■ **EXCERPTED PASSAGE**

Health Canada has already given over $7.5 million dollars to substance abuse and addiction programs (SUAP). But what is the contrast to that? Not much. According to this article, While they state that it is possible to receive treatment the long wait times are a major deterrent for many addicts to want to seek a sober lifestyle. At least for the public, because if you are fortunate enough to be able to afford privatized treatment for addictions the wait lists are shorter.
Which still raises the question for many, why is our government or people in power not funding more programs for addicts to live drug free? Why are we funding programs that essentially maintain addiction? After all safe supply is still funding addiction. While it’s claimed to be a safer alternative it still is addiction. The drug of choice doesn’t change it just becomes cleaner that is if they even use the programs properly.
According to stats Canada based on opiate and stimulant usage, there was a total of just over 11,000 deaths and among those 35,000+ hospitalizations due to overdoses and other drug related situations. That’s an average of 20-25 people dying per day from something that the government funds as a “cleaner” way to use drugs. Instead of funding programs to live a drug free life. Of all apparently deaths with opiates for example, about 82% involved fentanyl.
After all let’s look at this logically shall we. Big pharma is the ones who essentially will be paid in regards to safe supply. Thus being the prescriptions these doctors in these legal drug dens are giving to their “patients” to substitute crack, cocaine or heroin for Methadone or diludids and other legal medications so long as there is a prescription and the patients name.
Safe supply is essentially a revolving door. Sure there are a few folks who want to use the programs properly. But why is it we never see stories of people using these programs and becoming fully drug free? Why are these programs only ever going as far as talking about using drugs that are cleaner or safer but never not using? Which seems pretty easy in terms of steps. Just go, get, leave.

■ **REQUIRED WORK**
a: In the piece on safe supply and addiction funding, how much has Health Canada already given to substance abuse and addiction programs?
b: Pick up the piece on safe supply and addiction funding after its last sentence and write the next part.
The records that come next are separate material and have nothing to do with the piece on safe supply and addiction funding.

■ **INPUT DATA**

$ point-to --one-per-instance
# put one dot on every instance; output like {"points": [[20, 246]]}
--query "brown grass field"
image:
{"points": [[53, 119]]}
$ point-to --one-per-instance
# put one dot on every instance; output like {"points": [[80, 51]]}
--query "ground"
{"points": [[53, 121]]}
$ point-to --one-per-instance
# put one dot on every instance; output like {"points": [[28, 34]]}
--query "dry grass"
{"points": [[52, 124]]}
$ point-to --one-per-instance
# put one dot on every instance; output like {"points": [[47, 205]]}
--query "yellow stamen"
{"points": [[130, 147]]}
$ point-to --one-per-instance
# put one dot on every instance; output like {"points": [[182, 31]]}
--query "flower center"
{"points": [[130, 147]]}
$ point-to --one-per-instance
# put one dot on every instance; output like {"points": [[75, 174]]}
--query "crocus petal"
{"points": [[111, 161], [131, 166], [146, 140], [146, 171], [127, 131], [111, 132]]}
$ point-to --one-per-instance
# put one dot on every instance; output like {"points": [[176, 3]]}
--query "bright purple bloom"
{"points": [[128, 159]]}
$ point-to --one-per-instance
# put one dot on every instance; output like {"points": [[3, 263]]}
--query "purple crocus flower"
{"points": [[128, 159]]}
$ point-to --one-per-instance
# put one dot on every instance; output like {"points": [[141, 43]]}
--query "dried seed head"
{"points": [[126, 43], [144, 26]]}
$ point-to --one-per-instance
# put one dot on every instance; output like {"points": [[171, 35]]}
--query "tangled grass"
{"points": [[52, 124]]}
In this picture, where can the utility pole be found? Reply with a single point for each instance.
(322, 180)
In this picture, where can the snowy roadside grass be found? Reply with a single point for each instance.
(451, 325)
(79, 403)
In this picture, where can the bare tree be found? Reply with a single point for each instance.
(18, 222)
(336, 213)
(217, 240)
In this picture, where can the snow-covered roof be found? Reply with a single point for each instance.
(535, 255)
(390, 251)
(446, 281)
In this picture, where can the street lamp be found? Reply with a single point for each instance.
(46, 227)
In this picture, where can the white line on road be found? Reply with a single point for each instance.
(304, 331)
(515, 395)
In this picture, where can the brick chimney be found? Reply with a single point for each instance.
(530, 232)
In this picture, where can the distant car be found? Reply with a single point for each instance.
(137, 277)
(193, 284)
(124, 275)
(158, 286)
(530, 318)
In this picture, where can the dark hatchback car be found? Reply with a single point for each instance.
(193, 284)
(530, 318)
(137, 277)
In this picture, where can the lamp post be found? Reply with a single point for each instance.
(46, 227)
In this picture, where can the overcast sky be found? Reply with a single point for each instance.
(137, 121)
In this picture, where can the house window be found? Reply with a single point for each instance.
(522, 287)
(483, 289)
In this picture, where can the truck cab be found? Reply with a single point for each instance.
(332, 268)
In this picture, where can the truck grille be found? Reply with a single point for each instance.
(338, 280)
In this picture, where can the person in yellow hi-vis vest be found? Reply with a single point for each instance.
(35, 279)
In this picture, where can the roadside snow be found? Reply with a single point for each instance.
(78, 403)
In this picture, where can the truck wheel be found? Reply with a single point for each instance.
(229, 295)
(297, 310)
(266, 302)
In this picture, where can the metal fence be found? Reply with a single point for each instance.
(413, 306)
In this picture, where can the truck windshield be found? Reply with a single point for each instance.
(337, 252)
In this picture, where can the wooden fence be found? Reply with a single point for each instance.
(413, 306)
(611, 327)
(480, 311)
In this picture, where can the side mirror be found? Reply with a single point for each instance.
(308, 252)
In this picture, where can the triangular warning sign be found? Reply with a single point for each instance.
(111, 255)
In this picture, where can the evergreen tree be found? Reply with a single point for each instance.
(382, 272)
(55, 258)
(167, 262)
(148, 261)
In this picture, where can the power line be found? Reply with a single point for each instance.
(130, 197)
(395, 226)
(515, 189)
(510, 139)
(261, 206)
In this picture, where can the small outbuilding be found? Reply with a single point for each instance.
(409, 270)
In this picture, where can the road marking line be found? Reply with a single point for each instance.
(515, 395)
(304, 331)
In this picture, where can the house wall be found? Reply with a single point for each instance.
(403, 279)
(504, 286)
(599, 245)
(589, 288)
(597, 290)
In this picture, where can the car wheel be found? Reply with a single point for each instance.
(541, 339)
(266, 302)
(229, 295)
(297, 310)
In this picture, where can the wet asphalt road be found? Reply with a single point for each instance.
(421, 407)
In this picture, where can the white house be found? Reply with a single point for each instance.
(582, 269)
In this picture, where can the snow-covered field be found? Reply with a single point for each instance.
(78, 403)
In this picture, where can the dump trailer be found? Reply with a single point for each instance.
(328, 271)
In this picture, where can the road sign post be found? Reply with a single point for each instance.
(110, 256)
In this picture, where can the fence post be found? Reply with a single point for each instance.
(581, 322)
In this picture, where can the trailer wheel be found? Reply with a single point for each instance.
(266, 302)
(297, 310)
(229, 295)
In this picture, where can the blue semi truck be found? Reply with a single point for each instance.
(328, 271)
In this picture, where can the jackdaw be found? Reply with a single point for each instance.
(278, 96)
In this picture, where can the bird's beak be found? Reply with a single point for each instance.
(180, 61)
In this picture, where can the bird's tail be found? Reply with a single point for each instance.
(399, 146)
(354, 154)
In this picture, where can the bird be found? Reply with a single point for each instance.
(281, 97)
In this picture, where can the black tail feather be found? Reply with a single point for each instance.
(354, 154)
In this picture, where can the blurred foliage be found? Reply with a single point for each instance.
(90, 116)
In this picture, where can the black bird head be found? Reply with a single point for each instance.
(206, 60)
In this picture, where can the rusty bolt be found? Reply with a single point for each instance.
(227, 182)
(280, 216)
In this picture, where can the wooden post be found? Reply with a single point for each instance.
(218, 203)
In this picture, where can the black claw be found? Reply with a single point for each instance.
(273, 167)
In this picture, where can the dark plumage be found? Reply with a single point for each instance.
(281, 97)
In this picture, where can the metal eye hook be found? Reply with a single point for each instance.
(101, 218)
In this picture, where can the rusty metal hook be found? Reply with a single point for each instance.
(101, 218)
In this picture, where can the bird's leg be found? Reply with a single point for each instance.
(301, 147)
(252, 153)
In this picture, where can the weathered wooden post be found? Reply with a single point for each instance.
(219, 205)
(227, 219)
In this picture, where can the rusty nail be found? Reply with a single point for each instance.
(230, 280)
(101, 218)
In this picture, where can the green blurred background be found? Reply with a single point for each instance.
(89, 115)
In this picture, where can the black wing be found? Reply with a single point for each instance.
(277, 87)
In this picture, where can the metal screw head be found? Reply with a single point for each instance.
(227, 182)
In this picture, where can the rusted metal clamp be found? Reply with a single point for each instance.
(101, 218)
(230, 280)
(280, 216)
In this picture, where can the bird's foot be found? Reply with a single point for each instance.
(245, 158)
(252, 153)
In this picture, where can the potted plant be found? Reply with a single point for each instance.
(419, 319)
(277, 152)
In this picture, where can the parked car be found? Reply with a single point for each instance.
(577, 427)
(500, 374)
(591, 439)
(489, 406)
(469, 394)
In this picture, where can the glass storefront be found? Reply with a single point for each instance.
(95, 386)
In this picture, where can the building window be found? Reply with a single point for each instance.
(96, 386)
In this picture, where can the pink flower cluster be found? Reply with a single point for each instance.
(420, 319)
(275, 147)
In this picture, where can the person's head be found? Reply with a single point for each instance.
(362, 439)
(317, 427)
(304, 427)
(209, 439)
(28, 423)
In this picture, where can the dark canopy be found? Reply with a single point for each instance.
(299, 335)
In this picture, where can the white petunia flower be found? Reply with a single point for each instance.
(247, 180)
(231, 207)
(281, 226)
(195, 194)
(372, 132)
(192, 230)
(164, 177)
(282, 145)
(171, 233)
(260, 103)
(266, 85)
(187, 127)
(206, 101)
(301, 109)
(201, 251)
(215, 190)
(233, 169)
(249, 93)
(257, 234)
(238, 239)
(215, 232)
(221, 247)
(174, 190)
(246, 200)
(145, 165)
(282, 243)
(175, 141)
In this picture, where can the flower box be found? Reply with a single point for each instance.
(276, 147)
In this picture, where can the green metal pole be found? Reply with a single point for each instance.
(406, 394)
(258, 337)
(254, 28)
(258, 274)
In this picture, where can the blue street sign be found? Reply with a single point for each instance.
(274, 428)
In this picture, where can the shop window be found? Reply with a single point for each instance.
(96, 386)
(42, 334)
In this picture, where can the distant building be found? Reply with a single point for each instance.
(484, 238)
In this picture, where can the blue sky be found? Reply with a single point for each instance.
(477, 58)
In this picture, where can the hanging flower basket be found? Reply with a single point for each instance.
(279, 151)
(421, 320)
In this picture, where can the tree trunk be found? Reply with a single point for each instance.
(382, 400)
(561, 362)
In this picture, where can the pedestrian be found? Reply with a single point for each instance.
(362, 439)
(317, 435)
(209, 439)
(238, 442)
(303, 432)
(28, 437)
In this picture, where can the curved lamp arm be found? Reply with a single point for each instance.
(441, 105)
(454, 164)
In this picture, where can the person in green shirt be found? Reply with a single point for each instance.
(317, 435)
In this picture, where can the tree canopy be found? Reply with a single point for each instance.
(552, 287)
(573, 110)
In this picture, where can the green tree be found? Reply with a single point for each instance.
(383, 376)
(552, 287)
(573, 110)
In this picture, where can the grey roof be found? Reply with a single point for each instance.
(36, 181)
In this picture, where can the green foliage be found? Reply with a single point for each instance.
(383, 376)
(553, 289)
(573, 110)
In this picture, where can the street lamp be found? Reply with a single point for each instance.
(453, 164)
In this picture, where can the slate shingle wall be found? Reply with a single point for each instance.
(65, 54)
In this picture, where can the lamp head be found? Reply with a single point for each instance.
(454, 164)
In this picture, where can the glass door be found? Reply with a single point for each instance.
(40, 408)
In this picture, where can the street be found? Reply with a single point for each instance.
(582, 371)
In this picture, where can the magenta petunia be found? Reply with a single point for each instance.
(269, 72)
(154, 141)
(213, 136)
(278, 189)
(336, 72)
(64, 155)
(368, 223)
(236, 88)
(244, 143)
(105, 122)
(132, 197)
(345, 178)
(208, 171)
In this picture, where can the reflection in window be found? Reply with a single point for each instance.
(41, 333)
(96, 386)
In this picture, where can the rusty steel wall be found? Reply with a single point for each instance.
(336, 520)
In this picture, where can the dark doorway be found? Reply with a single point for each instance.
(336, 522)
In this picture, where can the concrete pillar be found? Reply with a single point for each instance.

■ **RESULTS**
a: Over $7.5 million.

b:
Not the flip side of detox or rehabs. This is for people who truly want to live drug free. It isn’t easy. It also isn’t overnight either. It takes therapy, some medications to maybe off set withdrawals. It takes coping and skills to re-frame your way of thinking. And that’s even just to be sober. That’s not including outside of these places where you may bump into “Conner the Crackhead” down the road who you used to smoke with nightly at 3am before breaking into the cars in the local parking garage. This doesn’t count a relapse that might land you back into the programs refreshing your mindset of drug free not just maintaining a normal “cleaner” drug lifestyle so you don’t feel “dope sick”. In contract to safe supply this is many, many steps and a realization from the addict that they truly want this.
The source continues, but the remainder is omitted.